§ Written exercise: Reproduce the records word for word, from their first line through the line that contains "118 105 L 119", inclusive.

Outline annotation records
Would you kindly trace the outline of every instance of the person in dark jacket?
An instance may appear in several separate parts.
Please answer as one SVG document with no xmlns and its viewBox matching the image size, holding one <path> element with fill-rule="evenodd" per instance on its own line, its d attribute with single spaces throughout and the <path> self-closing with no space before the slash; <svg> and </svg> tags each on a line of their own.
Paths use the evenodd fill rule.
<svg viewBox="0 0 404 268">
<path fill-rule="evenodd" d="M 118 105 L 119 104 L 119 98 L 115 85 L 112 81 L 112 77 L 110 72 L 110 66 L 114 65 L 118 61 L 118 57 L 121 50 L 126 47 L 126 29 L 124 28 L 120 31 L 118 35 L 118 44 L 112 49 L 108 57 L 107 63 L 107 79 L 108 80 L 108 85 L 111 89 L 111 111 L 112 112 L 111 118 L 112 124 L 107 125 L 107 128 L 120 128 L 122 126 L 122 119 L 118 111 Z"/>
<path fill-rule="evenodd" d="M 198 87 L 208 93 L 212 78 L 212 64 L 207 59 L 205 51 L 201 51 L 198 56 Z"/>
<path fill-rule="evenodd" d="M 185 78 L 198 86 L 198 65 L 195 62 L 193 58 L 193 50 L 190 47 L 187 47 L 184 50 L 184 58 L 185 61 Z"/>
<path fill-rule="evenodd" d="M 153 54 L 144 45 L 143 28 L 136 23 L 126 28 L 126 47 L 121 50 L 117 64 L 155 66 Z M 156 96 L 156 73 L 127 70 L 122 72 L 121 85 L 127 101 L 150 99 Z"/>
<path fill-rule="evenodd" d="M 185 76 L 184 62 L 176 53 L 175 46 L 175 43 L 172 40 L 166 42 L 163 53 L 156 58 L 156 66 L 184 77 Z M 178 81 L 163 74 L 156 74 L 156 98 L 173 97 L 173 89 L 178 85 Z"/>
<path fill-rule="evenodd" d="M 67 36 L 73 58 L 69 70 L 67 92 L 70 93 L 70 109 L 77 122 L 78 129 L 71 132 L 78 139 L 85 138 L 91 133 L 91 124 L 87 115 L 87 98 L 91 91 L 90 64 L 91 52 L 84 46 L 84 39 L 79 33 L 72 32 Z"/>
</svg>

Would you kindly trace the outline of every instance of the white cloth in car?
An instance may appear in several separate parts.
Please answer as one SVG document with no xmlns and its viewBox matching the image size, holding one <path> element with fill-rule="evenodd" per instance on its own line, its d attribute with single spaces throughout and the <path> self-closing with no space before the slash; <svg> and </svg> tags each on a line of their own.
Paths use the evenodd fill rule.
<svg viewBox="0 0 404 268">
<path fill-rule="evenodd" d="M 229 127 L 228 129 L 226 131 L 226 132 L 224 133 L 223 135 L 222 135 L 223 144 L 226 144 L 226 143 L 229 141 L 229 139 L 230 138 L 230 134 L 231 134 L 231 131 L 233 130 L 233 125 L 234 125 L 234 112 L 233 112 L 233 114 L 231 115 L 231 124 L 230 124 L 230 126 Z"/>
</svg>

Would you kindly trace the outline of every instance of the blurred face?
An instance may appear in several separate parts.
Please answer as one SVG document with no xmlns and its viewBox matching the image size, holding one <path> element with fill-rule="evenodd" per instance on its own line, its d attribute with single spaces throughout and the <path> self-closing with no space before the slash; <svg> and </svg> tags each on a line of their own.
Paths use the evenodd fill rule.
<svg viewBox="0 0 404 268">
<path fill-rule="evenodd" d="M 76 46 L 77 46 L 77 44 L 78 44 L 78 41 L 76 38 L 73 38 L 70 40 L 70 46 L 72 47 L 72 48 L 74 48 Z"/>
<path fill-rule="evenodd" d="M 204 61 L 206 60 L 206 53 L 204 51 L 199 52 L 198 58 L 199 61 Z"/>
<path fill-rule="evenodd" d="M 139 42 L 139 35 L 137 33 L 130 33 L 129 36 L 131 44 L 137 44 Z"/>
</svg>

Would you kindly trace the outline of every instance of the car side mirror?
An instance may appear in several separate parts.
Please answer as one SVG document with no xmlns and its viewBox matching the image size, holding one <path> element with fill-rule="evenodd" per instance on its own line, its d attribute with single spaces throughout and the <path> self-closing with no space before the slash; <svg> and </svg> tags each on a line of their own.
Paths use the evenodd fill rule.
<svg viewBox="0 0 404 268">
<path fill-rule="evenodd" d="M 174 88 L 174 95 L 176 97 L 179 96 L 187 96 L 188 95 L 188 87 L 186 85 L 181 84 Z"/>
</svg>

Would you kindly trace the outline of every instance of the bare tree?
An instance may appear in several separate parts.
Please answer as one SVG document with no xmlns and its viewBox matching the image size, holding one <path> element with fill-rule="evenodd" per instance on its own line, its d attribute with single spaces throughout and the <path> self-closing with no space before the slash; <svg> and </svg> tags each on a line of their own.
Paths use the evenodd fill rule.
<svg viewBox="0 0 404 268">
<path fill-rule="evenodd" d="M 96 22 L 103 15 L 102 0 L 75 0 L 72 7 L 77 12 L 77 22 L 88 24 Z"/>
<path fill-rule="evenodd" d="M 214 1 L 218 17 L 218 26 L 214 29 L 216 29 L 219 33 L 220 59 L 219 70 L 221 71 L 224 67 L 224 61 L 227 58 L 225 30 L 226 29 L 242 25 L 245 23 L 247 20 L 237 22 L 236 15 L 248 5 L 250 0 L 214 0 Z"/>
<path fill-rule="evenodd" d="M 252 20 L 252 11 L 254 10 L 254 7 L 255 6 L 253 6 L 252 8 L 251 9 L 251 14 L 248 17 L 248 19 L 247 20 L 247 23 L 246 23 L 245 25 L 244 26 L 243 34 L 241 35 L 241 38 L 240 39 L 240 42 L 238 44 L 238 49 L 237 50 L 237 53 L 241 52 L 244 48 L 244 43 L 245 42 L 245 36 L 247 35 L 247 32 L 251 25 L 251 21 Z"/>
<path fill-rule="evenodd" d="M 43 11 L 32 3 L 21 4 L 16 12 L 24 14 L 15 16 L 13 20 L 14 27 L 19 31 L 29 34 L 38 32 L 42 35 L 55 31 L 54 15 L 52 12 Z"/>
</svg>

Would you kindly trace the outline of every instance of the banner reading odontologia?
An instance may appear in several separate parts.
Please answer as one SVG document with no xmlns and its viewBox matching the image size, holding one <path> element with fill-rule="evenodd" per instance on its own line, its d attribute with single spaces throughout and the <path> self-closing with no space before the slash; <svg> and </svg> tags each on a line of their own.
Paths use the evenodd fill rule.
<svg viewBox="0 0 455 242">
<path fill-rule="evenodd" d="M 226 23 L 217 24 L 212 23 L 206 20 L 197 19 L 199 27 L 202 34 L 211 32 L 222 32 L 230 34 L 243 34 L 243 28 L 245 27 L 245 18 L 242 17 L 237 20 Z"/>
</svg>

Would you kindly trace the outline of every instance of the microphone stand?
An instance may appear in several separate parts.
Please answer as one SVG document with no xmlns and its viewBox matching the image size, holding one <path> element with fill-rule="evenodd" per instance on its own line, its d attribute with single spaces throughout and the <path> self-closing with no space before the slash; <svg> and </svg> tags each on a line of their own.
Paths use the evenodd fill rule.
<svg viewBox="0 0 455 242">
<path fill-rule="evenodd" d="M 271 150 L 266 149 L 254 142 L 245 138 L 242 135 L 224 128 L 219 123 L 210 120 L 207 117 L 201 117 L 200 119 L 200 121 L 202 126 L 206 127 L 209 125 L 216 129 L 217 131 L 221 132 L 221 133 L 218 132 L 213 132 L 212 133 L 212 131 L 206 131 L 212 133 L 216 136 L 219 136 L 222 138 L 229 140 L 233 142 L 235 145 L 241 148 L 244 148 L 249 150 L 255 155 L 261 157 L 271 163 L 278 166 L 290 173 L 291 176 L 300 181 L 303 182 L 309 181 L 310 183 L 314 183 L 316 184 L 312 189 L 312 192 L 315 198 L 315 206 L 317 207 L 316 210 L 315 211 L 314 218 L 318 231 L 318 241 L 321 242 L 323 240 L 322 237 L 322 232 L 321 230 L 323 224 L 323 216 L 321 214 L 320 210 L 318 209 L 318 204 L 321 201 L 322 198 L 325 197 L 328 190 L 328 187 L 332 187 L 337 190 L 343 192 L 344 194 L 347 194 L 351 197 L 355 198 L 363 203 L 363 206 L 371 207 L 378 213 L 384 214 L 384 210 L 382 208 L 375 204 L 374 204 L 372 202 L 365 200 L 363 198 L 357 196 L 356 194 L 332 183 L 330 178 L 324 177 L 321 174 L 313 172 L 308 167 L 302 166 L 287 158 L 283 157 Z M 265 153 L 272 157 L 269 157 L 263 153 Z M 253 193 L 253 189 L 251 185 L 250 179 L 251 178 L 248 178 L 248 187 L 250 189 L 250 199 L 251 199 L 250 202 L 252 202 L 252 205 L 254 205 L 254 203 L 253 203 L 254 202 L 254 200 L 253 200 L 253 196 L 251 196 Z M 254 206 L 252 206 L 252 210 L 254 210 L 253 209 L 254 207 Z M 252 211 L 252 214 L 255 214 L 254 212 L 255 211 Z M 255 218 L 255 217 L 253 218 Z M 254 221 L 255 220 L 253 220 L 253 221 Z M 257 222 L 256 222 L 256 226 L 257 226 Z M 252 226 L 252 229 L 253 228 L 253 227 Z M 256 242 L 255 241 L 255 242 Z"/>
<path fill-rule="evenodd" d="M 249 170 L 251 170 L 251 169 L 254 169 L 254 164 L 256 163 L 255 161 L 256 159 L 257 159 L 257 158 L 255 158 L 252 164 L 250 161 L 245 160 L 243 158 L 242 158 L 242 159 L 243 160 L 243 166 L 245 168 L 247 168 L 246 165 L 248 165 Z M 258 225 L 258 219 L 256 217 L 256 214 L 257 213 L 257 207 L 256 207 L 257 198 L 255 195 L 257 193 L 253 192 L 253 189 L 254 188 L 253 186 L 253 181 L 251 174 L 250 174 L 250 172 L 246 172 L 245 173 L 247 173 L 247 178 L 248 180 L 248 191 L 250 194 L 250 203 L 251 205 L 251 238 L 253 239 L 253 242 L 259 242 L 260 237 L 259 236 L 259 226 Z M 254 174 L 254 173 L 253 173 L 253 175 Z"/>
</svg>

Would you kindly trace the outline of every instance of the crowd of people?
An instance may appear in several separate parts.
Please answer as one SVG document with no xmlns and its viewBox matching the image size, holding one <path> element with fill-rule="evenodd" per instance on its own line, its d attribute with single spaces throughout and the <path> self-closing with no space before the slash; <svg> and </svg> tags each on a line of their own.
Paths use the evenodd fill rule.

§ The completed task:
Would you kindly trace the outline of every instance of the person in dark jacket?
An instance may appear in several separate parts.
Please answer as one SVG document with no xmlns and its viewBox matching the image size, holding one <path> element with fill-rule="evenodd" per instance on its own line, its d attribute with single spaces throughout and the <path> self-closing with no space before the slash; <svg> and </svg> tags each on a line of their own.
Paths use the evenodd fill rule.
<svg viewBox="0 0 404 268">
<path fill-rule="evenodd" d="M 118 105 L 119 104 L 119 98 L 115 85 L 112 81 L 112 77 L 110 72 L 110 66 L 114 65 L 118 61 L 118 57 L 121 50 L 126 47 L 126 29 L 124 28 L 120 31 L 118 35 L 118 44 L 112 49 L 108 57 L 107 63 L 107 79 L 108 80 L 108 85 L 111 89 L 111 111 L 112 112 L 111 118 L 112 124 L 107 125 L 107 128 L 120 128 L 122 126 L 122 119 L 118 111 Z"/>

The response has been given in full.